• Your task: According to the forum thread on the slammed Audi RS 6 Avant, which country does the car come from?

• Text:

§

# Slammed Audi RS 6 Avant Featured on Klutch



## [email protected] (Apr 9, 2004)

Okay, the fact that the owner may have used 21-inch Mercedes-Benz AMG wheels or slammed the car to swallow up the tops of any rubber may be controversial but we're guessing the overall effect is less so. We've just found shots of this cool and very modified RS 6 Avant photographed by our friend Joachim Naess and featured on Klutch Online. The car hails from France, which is impressive as we hear their modification laws are pretty stringent and likely explains why all listed modifications are essentially visual. Then again, when your driver is an RS 6, we're guessing go-fast(er) mods aren't as necessary.










Check out many more shots after the jump.

* Full Story *


----------



## mk6_myke (Jul 16, 2009)

Gorgeous brother! Omg i really cant express myself rite now? Roads must be superb to roll static like that! I wanna do the same to the sedan i wanna get!


----------



## mikegilbert (Nov 29, 2006)

Liked it better when It was on 20s.  21s are too big, I'm afraid.

§

A block of data
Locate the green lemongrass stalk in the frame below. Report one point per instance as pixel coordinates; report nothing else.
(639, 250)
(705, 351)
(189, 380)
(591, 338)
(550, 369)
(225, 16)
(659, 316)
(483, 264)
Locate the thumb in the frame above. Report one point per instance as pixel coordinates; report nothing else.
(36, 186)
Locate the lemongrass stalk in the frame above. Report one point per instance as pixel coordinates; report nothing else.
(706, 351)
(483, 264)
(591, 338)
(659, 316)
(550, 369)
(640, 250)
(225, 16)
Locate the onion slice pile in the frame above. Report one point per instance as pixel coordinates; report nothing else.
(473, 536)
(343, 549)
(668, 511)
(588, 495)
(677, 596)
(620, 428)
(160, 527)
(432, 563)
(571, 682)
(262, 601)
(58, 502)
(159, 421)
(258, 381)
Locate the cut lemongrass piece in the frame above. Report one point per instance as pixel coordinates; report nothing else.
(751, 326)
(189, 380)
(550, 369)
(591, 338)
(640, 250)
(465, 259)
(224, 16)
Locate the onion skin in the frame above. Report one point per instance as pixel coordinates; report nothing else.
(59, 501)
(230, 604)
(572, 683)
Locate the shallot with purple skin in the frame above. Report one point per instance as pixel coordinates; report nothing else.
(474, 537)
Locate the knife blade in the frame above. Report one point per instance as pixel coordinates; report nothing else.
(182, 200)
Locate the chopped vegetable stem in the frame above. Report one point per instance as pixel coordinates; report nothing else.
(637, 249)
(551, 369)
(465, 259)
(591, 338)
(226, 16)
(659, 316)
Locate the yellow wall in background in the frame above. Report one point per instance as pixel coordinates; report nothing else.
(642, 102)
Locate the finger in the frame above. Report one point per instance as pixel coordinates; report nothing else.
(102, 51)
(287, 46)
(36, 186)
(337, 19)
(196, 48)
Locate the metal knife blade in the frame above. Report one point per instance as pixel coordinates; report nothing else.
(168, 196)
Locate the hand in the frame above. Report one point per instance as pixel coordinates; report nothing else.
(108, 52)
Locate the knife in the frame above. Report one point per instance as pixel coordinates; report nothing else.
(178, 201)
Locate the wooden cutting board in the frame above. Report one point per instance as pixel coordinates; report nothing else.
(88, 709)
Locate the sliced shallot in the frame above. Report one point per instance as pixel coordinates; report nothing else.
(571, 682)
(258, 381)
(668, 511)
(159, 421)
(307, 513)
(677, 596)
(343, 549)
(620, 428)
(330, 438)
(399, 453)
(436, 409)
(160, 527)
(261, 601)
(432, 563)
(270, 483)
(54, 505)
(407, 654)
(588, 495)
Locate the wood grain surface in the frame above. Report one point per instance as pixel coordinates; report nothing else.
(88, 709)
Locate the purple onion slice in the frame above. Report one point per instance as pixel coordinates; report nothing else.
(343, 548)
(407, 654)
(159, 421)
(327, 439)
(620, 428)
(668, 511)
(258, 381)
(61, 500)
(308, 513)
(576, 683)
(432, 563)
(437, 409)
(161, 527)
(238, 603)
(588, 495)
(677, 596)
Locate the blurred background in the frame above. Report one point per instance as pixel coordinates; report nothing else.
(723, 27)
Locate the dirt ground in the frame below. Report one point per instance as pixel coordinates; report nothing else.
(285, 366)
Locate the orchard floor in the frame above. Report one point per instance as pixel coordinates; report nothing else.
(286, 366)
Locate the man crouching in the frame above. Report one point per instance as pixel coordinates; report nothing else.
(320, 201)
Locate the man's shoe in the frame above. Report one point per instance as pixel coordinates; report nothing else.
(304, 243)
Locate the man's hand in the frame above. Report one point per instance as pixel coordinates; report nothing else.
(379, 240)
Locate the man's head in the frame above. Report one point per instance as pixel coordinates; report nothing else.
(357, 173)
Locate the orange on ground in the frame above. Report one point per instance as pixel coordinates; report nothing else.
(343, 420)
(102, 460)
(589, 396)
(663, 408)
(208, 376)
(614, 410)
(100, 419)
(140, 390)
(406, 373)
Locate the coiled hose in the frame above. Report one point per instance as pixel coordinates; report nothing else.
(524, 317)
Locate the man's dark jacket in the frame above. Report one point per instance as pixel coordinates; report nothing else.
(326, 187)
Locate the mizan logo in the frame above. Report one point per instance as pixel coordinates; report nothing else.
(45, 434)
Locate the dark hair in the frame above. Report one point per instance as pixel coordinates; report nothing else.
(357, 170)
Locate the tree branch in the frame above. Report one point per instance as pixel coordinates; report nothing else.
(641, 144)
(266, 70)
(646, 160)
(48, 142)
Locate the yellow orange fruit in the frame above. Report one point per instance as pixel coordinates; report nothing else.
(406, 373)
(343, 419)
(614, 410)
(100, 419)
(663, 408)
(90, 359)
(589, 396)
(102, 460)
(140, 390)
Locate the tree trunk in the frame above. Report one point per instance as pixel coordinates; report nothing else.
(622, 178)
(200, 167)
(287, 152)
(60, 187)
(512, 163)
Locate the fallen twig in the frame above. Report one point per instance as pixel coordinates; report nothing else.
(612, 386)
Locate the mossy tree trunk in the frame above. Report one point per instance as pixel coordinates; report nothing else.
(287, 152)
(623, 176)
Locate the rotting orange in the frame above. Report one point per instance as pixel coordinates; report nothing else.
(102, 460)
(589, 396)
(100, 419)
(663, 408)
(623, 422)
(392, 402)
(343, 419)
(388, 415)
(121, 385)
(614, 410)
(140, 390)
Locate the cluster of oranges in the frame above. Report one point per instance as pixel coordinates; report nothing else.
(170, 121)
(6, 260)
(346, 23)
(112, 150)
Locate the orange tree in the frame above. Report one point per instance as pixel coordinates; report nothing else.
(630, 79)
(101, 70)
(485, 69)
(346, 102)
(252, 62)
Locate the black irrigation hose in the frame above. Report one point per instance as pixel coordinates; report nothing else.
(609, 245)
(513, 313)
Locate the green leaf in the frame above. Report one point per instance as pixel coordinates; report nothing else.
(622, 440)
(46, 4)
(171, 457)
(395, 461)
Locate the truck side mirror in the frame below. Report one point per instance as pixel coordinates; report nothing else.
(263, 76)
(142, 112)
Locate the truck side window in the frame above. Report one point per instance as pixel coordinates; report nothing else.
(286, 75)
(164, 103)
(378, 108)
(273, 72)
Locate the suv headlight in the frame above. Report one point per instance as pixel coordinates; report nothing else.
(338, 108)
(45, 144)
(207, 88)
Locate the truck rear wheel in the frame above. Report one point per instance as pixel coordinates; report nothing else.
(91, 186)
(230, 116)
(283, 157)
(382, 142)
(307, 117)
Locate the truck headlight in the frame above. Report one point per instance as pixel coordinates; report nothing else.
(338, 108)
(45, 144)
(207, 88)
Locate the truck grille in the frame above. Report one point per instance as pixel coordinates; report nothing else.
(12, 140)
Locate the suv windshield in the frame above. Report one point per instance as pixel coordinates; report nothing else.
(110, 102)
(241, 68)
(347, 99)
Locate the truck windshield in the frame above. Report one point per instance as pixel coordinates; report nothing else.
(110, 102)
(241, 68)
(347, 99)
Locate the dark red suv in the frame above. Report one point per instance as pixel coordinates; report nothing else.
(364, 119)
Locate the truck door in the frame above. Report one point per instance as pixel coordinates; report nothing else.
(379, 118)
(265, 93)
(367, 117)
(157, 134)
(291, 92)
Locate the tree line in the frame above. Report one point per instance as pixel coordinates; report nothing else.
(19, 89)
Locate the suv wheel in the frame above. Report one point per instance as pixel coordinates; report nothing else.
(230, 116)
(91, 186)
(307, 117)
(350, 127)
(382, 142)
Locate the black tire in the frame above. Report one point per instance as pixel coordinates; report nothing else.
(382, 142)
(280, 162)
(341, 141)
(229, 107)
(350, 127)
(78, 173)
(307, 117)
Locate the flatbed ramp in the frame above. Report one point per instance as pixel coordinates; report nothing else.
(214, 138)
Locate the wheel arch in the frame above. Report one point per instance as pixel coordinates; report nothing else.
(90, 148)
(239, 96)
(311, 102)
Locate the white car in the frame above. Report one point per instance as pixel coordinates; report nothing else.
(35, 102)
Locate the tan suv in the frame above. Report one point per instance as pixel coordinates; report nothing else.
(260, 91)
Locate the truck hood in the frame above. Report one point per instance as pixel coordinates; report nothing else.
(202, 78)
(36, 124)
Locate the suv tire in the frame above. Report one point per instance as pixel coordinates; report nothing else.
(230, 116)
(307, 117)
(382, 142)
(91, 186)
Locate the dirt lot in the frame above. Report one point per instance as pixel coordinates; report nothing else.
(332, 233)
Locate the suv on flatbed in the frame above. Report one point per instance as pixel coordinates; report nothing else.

§

• Reply to the task: The car comes from France.